■ REQUIREMENT:
From the line that contains "Where can the maroon" through the closing line of the entries, write out each line exactly; pictures stay out.
--- START DATASET CONTENT ---
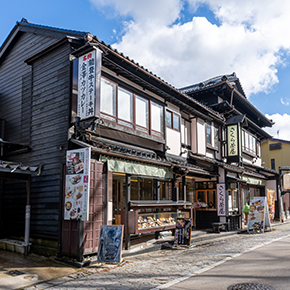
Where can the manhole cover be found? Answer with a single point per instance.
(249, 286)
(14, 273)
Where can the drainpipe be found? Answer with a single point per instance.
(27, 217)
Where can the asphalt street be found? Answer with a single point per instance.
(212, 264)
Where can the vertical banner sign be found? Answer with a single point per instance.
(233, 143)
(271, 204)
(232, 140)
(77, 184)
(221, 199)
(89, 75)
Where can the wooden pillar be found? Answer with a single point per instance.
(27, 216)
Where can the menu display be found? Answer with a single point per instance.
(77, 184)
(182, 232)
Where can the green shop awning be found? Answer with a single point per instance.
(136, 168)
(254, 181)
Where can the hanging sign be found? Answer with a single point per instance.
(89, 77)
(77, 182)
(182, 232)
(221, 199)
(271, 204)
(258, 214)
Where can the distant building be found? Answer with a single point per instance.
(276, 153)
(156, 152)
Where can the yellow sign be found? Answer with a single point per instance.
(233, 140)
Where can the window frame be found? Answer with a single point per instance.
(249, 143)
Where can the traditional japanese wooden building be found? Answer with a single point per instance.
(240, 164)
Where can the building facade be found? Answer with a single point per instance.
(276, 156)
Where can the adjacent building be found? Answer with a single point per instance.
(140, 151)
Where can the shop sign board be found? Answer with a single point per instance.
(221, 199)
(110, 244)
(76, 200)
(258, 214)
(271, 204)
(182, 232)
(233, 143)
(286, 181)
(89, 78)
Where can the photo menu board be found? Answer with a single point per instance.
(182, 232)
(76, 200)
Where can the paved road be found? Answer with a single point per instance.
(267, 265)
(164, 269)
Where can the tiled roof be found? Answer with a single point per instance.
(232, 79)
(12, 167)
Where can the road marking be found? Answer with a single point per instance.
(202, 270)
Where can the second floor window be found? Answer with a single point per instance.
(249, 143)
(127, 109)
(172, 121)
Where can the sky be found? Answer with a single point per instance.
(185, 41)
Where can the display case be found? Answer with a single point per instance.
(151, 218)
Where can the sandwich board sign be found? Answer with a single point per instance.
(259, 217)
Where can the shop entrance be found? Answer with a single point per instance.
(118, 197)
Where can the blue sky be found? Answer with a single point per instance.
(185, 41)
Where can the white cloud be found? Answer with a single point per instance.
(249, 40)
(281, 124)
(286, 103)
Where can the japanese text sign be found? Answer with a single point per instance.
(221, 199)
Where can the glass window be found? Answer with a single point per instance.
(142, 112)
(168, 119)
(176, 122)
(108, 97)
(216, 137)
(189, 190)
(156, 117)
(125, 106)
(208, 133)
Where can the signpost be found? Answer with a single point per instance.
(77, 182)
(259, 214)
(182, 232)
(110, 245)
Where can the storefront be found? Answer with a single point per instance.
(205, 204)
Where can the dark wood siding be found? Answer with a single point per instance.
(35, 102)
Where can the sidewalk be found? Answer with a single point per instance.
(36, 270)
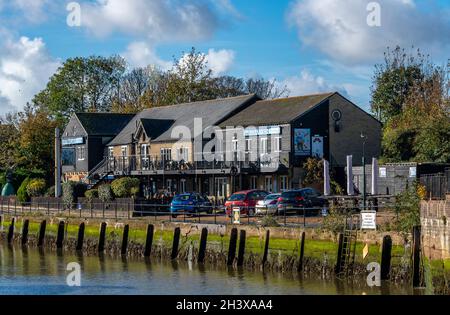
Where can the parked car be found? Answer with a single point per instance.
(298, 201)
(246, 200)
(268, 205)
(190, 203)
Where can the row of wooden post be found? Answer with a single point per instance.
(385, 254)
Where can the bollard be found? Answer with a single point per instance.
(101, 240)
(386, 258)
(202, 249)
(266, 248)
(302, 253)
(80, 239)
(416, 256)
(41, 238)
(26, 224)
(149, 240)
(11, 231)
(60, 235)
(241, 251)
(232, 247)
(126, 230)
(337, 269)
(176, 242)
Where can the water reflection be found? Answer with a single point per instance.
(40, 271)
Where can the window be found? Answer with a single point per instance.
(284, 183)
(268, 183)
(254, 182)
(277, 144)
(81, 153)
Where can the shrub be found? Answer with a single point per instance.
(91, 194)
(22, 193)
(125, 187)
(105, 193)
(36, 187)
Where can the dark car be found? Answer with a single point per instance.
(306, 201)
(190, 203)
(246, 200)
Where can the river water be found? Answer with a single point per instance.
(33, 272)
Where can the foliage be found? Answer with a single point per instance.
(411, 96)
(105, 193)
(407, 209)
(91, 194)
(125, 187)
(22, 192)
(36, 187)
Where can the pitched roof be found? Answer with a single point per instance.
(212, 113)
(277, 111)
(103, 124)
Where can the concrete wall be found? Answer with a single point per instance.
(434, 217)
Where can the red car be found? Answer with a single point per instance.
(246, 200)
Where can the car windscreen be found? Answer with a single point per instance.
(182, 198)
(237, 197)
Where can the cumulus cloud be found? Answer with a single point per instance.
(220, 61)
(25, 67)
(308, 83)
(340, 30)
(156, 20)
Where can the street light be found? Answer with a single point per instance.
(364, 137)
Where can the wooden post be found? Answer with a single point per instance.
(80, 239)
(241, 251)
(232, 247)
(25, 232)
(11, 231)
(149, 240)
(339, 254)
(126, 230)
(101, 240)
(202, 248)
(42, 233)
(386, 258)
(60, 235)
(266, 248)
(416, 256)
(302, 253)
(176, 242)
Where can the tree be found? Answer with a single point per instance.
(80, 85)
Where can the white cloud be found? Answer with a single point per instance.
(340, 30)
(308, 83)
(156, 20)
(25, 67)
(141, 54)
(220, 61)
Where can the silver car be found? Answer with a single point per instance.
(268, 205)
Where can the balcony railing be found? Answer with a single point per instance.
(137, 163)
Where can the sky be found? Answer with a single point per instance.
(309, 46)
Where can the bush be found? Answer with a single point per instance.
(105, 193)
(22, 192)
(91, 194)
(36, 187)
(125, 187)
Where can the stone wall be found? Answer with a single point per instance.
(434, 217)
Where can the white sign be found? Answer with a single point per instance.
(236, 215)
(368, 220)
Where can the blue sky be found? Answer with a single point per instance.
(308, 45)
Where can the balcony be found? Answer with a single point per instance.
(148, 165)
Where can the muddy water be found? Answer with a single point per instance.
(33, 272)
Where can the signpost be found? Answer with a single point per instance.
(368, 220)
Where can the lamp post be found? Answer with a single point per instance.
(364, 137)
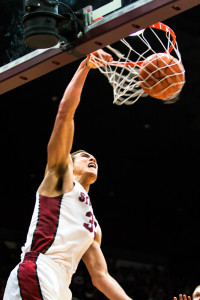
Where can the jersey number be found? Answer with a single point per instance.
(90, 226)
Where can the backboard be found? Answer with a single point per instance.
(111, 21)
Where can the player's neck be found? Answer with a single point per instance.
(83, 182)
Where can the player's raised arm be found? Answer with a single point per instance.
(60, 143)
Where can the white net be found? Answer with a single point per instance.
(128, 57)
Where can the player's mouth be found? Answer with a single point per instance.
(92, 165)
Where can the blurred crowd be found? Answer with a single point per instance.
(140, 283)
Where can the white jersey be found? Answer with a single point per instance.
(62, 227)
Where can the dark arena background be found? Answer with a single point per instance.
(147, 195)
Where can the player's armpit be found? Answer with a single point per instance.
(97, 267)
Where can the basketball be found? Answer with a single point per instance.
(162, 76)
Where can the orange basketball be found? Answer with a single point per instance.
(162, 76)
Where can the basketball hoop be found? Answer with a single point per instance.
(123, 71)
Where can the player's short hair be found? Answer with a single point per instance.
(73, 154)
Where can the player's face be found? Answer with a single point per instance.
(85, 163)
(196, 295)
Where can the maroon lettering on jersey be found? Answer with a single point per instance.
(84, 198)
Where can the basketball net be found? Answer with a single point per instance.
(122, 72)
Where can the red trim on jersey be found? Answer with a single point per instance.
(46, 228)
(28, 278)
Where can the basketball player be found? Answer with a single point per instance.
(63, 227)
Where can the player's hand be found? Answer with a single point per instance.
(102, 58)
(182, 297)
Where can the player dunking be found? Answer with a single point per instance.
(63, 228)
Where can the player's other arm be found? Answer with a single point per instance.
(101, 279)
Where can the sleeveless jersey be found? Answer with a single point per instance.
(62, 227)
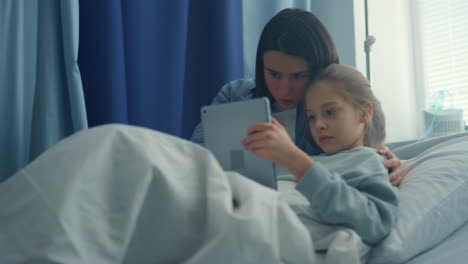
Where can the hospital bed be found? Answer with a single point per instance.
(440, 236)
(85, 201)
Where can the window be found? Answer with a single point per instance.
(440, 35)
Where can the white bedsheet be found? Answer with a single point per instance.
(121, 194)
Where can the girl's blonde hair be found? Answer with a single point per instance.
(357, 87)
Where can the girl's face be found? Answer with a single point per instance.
--- END DATASET CONTENT ---
■ THE SOLUTION:
Where can the maroon lettering on jersey be found? Answer with a single point per instance.
(84, 198)
Where can the basketball net be found? Answer with a single point per instance.
(122, 72)
Where can the red trim on jersey be found? Answer with a single point per instance.
(46, 228)
(28, 278)
Where can the basketball player be found? Answer with a single point per instance.
(63, 227)
Where can the player's hand be found? Answer with a single point per instance.
(102, 58)
(182, 297)
Where can the player dunking be found? Answer with a single point per instance.
(63, 228)
Where can the player's other arm be found? Answer with a single point per instance.
(101, 279)
Where can the sleeveless jersey be found? Answer with a single point per instance.
(62, 227)
Where can the hospital bed be found? Answer with a single point per instance.
(440, 236)
(85, 201)
Where can the window be found? Answer with a single point per instance.
(440, 35)
Where can the white bedsheet be found? Answer with a single point per instance.
(121, 194)
Where can the girl's blonde hair be found? Answer with a single point per instance.
(357, 87)
Where can the girl's face be found? Answer with a single point per instance.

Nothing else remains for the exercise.